━━━ Supplied records

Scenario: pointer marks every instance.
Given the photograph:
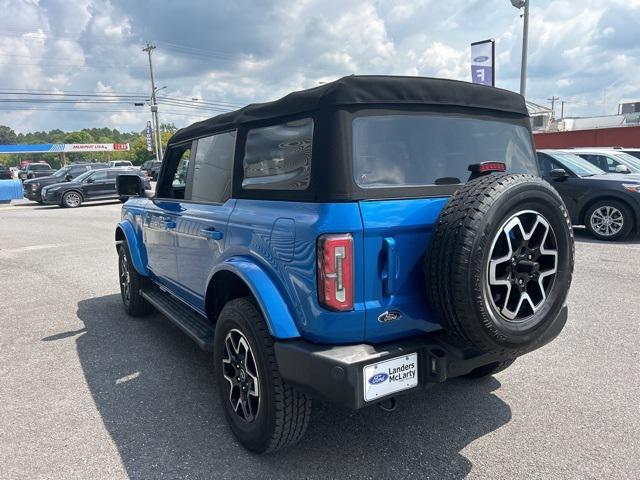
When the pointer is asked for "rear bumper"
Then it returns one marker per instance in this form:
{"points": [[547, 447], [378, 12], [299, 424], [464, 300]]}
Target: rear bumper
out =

━━━━━━

Read the lines above. Gather those in which the string "bumper" is found.

Task answer
When the pointer is asked for "rear bumper"
Target: rear bumper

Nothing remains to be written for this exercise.